Start Dataset entries

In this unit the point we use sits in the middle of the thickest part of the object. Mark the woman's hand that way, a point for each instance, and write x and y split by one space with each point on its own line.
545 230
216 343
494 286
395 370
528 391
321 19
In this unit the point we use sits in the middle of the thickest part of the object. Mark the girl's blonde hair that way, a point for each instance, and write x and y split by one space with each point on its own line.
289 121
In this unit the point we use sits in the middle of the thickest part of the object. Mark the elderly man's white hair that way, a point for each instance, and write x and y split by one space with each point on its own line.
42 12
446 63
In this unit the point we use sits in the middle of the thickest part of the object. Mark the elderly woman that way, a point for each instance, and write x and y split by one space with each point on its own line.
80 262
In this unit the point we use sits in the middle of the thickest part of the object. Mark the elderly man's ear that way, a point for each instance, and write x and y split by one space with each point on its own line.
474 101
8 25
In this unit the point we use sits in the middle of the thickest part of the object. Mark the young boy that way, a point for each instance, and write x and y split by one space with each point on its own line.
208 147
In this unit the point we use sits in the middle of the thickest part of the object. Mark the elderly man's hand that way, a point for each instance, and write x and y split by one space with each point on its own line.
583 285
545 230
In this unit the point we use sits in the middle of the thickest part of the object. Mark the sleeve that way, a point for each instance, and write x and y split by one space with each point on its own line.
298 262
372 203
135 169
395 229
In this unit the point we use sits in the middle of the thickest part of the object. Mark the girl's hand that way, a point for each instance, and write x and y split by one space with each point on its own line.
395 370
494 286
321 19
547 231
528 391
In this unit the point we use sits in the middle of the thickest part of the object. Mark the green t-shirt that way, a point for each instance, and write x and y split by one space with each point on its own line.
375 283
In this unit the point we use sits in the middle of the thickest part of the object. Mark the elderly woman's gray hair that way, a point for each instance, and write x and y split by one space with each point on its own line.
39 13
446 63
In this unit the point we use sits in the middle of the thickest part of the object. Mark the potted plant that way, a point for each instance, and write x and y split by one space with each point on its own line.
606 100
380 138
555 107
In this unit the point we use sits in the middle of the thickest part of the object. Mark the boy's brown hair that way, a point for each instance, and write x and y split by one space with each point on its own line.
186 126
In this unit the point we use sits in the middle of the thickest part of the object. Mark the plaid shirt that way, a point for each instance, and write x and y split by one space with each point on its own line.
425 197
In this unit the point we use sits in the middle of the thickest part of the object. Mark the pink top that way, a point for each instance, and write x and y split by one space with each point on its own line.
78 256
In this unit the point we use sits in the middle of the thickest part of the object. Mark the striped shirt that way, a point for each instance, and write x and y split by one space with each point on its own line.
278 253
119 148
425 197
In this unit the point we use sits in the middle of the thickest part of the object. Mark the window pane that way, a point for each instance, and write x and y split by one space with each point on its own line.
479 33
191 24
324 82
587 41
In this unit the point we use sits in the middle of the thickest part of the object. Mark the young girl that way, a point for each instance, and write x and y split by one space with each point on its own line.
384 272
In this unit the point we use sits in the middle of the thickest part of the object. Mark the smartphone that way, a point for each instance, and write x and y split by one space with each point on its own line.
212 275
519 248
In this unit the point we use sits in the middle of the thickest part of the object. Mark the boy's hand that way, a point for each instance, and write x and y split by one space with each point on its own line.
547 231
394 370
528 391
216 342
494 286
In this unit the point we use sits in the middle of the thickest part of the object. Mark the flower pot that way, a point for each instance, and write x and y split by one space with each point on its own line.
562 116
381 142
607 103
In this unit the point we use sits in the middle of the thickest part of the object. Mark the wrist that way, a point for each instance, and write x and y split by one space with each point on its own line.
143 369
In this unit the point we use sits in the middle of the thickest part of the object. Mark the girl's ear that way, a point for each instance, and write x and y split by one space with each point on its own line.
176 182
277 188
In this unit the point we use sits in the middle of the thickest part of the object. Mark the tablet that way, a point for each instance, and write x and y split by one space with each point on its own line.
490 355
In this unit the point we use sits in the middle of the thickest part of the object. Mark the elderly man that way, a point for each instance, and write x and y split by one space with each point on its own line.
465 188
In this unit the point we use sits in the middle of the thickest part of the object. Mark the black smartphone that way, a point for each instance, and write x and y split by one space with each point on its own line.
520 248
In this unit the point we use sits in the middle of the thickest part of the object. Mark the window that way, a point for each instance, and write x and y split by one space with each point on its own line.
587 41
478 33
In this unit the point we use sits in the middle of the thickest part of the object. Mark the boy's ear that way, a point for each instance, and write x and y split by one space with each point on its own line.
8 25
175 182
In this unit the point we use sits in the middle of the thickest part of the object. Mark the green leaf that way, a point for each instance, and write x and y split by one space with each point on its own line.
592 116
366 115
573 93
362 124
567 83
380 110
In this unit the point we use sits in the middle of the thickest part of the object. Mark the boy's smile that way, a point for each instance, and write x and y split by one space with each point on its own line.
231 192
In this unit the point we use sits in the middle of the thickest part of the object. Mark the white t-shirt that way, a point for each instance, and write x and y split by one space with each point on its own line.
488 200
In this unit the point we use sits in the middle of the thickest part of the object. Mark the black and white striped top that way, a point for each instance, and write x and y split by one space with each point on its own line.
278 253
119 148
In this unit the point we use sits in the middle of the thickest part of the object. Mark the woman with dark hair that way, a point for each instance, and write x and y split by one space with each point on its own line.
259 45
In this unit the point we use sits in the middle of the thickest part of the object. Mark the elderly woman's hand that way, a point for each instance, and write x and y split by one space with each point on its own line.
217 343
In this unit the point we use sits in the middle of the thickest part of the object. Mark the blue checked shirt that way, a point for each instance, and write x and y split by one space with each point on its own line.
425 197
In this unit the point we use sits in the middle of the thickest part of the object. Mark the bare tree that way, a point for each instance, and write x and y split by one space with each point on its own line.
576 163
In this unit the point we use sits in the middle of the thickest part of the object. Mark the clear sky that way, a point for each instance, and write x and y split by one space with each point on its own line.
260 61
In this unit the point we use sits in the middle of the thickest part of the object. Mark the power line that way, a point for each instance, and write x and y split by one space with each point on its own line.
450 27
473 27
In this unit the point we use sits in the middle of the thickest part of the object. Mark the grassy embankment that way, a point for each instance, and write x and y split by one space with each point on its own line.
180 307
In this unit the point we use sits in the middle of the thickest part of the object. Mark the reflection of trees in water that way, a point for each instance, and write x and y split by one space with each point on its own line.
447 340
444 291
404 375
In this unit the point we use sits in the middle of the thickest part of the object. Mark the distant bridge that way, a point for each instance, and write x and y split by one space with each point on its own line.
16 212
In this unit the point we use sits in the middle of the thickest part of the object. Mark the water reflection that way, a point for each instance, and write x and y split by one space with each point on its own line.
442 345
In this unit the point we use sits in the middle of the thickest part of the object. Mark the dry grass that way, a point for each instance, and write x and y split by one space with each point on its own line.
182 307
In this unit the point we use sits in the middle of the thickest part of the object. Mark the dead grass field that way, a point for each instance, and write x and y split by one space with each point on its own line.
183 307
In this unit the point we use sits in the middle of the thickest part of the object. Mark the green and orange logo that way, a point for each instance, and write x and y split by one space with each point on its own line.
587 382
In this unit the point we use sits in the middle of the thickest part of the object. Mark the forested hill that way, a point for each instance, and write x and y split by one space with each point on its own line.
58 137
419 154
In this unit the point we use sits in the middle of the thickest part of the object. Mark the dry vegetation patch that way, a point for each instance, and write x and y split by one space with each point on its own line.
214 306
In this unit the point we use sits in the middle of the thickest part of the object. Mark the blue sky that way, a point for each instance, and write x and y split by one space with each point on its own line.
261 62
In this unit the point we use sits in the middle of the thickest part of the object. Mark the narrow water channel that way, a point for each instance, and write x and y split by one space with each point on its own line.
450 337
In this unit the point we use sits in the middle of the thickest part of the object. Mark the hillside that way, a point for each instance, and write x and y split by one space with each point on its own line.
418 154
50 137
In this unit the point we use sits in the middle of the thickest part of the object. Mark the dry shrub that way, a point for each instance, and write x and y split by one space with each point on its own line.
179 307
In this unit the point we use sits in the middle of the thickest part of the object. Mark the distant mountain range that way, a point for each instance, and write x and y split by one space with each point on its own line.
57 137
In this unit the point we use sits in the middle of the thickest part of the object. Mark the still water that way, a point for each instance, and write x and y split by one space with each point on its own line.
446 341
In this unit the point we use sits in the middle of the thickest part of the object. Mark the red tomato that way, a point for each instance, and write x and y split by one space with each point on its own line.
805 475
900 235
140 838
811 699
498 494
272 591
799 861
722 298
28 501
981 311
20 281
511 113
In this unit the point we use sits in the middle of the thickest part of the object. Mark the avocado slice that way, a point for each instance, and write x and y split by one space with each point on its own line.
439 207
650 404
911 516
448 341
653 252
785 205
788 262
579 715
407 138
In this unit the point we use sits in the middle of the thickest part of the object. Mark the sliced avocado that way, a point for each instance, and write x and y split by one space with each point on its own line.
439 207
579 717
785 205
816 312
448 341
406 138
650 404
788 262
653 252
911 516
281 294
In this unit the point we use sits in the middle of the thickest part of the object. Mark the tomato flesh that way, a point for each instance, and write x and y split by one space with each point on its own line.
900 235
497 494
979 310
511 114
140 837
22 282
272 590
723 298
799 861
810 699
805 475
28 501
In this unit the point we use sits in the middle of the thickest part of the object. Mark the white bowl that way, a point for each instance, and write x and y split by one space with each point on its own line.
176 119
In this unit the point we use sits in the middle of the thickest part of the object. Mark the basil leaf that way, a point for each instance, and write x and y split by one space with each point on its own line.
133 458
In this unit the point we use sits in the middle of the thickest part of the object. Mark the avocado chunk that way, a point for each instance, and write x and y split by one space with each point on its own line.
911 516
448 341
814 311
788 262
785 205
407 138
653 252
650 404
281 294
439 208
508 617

End Dataset entries

◆ **Task requirements**: Rewrite the part of the rows that opens with the line containing "Mark the sliced" and runs through the end of the rows, both ends included, as a Markdown table with the columns Number and Line. Omit any blank lines.

◆ **Task result**:
| Number | Line |
|---|---|
| 1 | In this unit the point we use sits in the middle of the thickest part of the object. Mark the sliced avocado that way, a point for each instance, and write x and y split by one space with each point on its own line. |
| 2 | 439 207 |
| 3 | 579 717 |
| 4 | 785 205 |
| 5 | 816 312 |
| 6 | 448 341 |
| 7 | 406 138 |
| 8 | 650 404 |
| 9 | 788 262 |
| 10 | 653 252 |
| 11 | 911 516 |
| 12 | 281 294 |
| 13 | In this unit the point we use sits in the middle of the thickest part of the object. Mark the tomato flesh that way, a point for each instance, and write x and y split by one space with each point on its own line. |
| 14 | 900 235 |
| 15 | 497 494 |
| 16 | 979 310 |
| 17 | 511 114 |
| 18 | 140 837 |
| 19 | 22 282 |
| 20 | 272 590 |
| 21 | 723 298 |
| 22 | 799 861 |
| 23 | 810 699 |
| 24 | 805 475 |
| 25 | 28 501 |
| 26 | In this unit the point we use sits in the middle of the thickest part of the object. Mark the white bowl that way, a point for each instance, and write x and y split by one space with each point on its own line. |
| 27 | 176 119 |
| 28 | In this unit the point we use sits in the middle of the thickest part of the object. Mark the basil leaf that way, a point for each instance, and write x and y split by one space with each point on its own line. |
| 29 | 133 458 |
| 30 | In this unit the point we use sits in the middle of the thickest part of the object. Mark the avocado chunk that way, a point for each instance, and write x and y split by one space with each point on its own line. |
| 31 | 911 516 |
| 32 | 448 341 |
| 33 | 814 311 |
| 34 | 788 262 |
| 35 | 785 205 |
| 36 | 407 138 |
| 37 | 653 252 |
| 38 | 650 404 |
| 39 | 281 294 |
| 40 | 439 208 |
| 41 | 508 617 |